• [Что требуется]
**A.** Какое место, по данным текста о спектакле «Магазин», заняла Россия в новом отчете «Global slavery index»?
**B.** Продолжите, пожалуйста, текст о спектакле «Магазин» с того места, где он заканчивается.

• [Текст страницы]

О. Жанайдаров. «Магазин».
Невидимый театр.
Режиссер Семен Серзин, художник Соня Матвеева

В этом году Россия заняла восьмое место в списке из десяти стран мира по распространенности современного рабства согласно новому отчету «Global slavery index» от Walk Free — и это горький повод вспомнить давно, но редко идущий спектакль Семена Серзина «Магазин» по пьесе Олжаса Жанайдарова.
«Магазин» 2014 года — полудокументальная пьеса, она основана на деле 2012 года о рабстве в магазине московского района Гольяново. В местных «Продуктах» семейная пара из Казахстана Жансулу Истанбекова и Сакен Муздыбаев незаконно держали десяток гражданок Узбекистана, Казахстана и Таджикистана, систематически их избивая и насилуя. Реплики у Жанайдарова практически полностью состоят из отрывков интервью женщин, освобожденных волонтерским движением «Альтернатива».

• [Сохранённые записи]
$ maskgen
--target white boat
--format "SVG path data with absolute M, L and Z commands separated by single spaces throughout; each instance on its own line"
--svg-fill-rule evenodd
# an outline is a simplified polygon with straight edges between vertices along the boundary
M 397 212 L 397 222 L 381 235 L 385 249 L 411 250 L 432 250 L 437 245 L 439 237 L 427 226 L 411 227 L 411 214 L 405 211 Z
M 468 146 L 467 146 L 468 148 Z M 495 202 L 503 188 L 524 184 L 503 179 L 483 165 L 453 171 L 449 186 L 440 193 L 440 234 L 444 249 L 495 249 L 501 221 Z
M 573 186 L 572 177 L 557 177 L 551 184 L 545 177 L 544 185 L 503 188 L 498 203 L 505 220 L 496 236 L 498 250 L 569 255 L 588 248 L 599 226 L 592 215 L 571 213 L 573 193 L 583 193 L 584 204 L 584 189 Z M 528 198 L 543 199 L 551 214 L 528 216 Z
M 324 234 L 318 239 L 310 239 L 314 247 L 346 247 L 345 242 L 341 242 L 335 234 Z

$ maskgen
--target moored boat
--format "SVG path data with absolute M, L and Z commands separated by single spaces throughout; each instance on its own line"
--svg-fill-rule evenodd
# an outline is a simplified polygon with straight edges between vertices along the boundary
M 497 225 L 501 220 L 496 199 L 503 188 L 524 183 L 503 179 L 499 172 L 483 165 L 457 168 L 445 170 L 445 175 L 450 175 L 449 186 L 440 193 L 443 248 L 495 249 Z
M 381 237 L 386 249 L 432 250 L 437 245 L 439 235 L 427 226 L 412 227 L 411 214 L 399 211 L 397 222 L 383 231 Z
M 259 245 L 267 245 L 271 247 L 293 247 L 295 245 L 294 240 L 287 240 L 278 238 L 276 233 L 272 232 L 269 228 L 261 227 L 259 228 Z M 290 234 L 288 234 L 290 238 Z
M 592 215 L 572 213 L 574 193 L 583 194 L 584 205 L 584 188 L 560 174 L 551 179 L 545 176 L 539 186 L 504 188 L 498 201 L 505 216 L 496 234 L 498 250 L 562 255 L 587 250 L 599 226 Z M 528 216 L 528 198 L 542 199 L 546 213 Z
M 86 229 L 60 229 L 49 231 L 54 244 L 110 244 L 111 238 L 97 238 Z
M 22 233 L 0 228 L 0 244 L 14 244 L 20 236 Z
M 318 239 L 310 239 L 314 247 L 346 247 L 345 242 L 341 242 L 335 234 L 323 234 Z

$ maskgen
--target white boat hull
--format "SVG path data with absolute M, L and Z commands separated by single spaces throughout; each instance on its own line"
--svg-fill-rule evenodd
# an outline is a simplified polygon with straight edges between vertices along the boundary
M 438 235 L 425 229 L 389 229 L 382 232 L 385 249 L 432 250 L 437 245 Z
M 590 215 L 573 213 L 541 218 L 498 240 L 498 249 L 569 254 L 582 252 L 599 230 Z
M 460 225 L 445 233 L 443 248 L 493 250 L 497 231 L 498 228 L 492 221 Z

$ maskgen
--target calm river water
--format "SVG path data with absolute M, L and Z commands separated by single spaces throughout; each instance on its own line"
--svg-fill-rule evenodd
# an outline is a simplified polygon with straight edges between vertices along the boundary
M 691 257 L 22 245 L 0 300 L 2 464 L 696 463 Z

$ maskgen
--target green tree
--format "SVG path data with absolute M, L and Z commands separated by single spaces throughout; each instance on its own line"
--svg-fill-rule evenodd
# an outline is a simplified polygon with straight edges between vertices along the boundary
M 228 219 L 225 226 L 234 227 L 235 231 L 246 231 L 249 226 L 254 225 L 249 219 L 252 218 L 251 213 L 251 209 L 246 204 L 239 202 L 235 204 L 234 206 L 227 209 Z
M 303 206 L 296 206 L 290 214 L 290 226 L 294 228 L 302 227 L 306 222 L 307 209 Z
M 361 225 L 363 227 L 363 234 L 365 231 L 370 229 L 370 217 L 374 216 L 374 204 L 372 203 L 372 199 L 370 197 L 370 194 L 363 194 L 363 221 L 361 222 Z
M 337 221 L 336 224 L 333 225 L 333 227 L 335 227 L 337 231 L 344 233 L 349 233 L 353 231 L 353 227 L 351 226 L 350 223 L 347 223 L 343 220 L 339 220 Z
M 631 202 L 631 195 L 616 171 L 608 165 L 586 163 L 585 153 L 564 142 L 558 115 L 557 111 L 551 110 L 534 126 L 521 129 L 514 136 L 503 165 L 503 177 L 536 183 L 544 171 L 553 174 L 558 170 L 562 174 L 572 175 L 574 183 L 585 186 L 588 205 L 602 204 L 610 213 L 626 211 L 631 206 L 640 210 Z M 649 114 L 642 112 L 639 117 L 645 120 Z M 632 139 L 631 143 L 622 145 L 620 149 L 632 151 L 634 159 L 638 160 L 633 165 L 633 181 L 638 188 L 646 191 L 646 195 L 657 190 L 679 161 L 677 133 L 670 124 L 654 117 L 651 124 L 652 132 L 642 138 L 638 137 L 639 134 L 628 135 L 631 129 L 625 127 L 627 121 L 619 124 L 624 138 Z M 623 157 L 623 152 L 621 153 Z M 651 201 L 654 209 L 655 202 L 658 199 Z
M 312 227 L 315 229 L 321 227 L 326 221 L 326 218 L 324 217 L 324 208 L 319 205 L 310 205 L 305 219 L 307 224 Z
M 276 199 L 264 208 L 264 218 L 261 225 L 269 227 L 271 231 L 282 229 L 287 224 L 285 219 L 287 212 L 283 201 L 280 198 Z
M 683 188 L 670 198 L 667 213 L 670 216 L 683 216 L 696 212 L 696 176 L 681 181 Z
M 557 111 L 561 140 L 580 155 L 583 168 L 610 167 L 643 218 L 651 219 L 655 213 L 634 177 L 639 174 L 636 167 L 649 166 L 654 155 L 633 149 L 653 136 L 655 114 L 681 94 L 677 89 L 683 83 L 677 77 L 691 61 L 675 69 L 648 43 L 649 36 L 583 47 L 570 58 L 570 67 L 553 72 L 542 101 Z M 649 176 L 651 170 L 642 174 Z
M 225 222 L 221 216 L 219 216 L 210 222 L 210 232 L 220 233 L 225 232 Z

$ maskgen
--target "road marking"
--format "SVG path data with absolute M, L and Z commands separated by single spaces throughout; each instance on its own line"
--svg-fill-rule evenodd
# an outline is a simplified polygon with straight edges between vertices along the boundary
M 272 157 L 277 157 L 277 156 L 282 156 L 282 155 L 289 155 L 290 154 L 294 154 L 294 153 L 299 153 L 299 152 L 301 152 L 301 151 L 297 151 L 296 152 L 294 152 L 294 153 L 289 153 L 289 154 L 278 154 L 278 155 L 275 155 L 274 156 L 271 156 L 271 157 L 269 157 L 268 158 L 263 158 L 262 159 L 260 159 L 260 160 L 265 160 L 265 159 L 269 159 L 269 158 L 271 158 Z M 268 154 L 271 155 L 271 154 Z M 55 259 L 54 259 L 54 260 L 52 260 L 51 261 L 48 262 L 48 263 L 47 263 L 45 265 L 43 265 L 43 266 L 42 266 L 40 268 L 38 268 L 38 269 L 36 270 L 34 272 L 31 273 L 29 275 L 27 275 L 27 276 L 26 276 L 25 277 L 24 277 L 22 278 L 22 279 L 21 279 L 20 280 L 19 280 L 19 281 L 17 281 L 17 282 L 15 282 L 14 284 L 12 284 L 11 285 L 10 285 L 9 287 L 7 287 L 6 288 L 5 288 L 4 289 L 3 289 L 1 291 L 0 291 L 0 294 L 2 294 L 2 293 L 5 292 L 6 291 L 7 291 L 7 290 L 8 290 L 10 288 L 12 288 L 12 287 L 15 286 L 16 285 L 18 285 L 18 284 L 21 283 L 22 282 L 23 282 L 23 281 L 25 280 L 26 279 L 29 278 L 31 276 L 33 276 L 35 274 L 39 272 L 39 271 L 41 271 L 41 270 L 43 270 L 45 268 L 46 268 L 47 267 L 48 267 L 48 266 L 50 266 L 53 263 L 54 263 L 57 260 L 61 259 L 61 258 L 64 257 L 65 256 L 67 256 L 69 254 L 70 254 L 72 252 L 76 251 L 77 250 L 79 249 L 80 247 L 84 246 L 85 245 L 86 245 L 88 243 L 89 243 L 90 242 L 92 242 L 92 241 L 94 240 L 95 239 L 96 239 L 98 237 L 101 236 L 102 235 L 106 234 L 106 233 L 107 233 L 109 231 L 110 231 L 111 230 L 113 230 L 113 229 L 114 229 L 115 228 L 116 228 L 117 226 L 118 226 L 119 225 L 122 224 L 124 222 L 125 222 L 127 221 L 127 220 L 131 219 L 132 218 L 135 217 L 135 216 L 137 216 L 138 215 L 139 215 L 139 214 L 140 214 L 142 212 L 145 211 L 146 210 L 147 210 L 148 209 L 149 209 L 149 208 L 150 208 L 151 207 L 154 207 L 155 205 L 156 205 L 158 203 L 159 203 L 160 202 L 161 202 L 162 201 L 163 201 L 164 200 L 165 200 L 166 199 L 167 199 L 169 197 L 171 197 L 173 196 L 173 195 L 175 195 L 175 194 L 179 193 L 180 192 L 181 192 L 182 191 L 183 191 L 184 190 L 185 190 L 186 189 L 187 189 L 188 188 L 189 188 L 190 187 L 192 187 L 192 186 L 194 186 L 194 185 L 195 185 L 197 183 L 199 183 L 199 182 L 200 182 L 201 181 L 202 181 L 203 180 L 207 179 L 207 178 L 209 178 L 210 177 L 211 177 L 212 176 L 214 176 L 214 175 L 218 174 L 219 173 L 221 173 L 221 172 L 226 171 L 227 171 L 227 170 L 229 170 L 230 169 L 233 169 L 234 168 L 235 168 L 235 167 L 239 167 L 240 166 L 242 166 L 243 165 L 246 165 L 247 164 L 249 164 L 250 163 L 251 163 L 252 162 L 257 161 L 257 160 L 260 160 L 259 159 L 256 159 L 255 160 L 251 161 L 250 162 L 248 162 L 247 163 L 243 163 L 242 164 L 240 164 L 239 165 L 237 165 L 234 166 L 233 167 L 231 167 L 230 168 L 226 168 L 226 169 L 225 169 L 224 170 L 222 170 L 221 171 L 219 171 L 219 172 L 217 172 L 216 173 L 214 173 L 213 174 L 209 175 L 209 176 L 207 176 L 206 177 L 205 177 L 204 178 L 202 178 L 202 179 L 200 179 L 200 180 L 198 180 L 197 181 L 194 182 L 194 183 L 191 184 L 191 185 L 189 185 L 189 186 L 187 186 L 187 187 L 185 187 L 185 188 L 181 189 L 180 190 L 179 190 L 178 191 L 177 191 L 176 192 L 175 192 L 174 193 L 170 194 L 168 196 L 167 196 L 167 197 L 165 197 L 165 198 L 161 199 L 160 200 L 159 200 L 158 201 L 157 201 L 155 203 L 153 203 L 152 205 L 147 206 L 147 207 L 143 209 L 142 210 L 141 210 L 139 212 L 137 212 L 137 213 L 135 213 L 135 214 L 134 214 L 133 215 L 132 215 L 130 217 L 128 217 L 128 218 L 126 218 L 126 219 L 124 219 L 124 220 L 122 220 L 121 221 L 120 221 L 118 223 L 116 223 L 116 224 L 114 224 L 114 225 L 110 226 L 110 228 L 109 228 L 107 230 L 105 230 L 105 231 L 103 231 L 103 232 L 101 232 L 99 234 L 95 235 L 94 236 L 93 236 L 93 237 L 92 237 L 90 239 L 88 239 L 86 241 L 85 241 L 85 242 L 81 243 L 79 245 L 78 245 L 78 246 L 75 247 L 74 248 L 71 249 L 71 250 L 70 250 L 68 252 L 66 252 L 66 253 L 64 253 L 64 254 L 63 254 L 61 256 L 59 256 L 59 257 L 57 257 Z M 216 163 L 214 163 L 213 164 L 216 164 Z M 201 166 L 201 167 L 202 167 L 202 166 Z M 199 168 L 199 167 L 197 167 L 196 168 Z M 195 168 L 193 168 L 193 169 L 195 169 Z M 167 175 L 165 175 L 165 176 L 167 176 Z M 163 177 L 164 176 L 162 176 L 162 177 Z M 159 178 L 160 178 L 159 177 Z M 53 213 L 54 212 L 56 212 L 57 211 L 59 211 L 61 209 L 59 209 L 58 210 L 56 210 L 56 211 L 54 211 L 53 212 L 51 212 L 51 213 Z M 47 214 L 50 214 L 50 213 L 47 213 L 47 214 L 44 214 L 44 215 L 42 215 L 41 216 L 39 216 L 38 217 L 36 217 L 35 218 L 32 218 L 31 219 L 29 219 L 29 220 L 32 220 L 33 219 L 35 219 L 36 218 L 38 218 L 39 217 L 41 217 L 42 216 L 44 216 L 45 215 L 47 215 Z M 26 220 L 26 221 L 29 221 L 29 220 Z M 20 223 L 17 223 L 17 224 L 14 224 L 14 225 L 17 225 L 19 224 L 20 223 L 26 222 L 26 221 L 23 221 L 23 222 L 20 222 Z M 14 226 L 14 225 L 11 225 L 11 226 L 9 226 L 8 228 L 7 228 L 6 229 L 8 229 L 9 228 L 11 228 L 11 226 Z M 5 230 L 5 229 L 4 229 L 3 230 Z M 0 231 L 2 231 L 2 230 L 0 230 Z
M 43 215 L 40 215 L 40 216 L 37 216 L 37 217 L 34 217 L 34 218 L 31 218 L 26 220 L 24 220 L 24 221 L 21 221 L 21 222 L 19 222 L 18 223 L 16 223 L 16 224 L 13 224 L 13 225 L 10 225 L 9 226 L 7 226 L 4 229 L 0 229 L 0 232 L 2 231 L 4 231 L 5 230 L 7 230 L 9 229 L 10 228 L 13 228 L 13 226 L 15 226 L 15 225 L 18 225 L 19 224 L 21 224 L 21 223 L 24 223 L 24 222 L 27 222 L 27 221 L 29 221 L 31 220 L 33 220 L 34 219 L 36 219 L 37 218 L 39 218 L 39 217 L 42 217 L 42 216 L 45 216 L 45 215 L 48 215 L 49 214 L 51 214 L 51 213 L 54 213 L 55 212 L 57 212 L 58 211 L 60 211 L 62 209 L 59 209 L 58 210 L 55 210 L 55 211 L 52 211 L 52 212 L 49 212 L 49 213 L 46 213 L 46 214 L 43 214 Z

• [Ответы по заданиям]
**A.** Восьмое место в списке из десяти стран мира по распространенности современного рабства.

**B.**
В пьесе Жанайдарова два действующих лица: хозяйка магазина Зияш и работница этого магазина Карлыгаш. Госпожа и рабыня. Местом действия становятся детские качели, на которых сменяют друг друга истории Карлыгаш и Зияш. Качели — место встречи. Как буквальное — на народных казахских качелях алтыбакан познакомились родители Карлыгаш, — так и метафорическое.
Пьеса устроена таким образом, что в ней отсутствует диалог: это два параллельно идущих монолога, которые соприкасаются тематически, но не пересекаются вербально. Жанайдаров, таким образом, развивает линии героинь равномерно: мы и узнаем о психологических травмах Зияш, связанных с ксенофобным поведением радикально настроенных группировок, и наблюдаем за приобретением травматичного опыта Карлыгаш.
Качели здесь — не только образное место действия, но и коллизия: деспот-Зияш манипулирует жертвой-Карлыгаш, демонстрируя ей свою силу и внушая чувство страха. Кнут сменяется пряником — пусть не всегда буквальным. Качели здесь — эмоциональные.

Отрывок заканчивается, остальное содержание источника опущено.